SELECTION
A storefront in an urban setting, with lettering spelling out "Starbucks coffee" above a large window and the Starbucks logo hanging in the window and on a sign outside.
The strike is expected to begin in about 15 Starbucks stores and could spread to hundreds by Christmas Eve.Credit...Graham Dickie/The New York Times

Noam Scheiber

By Noam Scheiber

Noam Scheiber has covered the union campaign at Starbucks since it began in 2021.

Dec. 19, 2024

A union representing Starbucks workers said Thursday that baristas in Los Angeles, Chicago and Seattle would walk off the job Friday morning and that the strikes would spread to hundreds of stores by Christmas Eve unless the company improved its wage offer in contract negotiations.

The union, which represents baristas at more than 500 company-owned stores in the United States — about five percent of the U.S. total — said it called the strike after a bargaining session with the company this week failed to produce better wage gains.

The strike is expected to begin in about 15 stores across the three metropolitan areas, according to a union member familiar with the situation who was not authorized to speak publicly.

“Starbucks proposed an economic package with no new wage increases for union baristas now and a guarantee of only 1.5 percent in future years,” the union, Workers United, said in a statement.

TASK GOAL
Reproduce word for word the passage of the Starbucks strike article starting at "Noam Scheiber has" and ending at "to speak publicly.".

RECORDS
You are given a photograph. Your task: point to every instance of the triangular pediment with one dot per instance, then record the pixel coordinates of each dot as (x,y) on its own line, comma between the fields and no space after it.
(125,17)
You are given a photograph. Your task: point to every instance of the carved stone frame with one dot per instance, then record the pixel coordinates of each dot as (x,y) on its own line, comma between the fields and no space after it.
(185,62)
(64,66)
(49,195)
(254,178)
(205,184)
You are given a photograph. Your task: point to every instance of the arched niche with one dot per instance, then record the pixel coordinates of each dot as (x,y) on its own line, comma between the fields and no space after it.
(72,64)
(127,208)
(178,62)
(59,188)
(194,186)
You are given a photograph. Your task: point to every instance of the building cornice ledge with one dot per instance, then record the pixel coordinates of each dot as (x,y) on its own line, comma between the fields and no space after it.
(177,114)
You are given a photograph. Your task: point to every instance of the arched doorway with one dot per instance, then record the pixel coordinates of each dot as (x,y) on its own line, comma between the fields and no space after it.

OUTPUT
Noam Scheiber has covered the union campaign at Starbucks since it began in 2021.

Dec. 19, 2024

A union representing Starbucks workers said Thursday that baristas in Los Angeles, Chicago and Seattle would walk off the job Friday morning and that the strikes would spread to hundreds of stores by Christmas Eve unless the company improved its wage offer in contract negotiations.

The union, which represents baristas at more than 500 company-owned stores in the United States — about five percent of the U.S. total — said it called the strike after a bargaining session with the company this week failed to produce better wage gains.

The strike is expected to begin in about 15 stores across the three metropolitan areas, according to a union member familiar with the situation who was not authorized to speak publicly.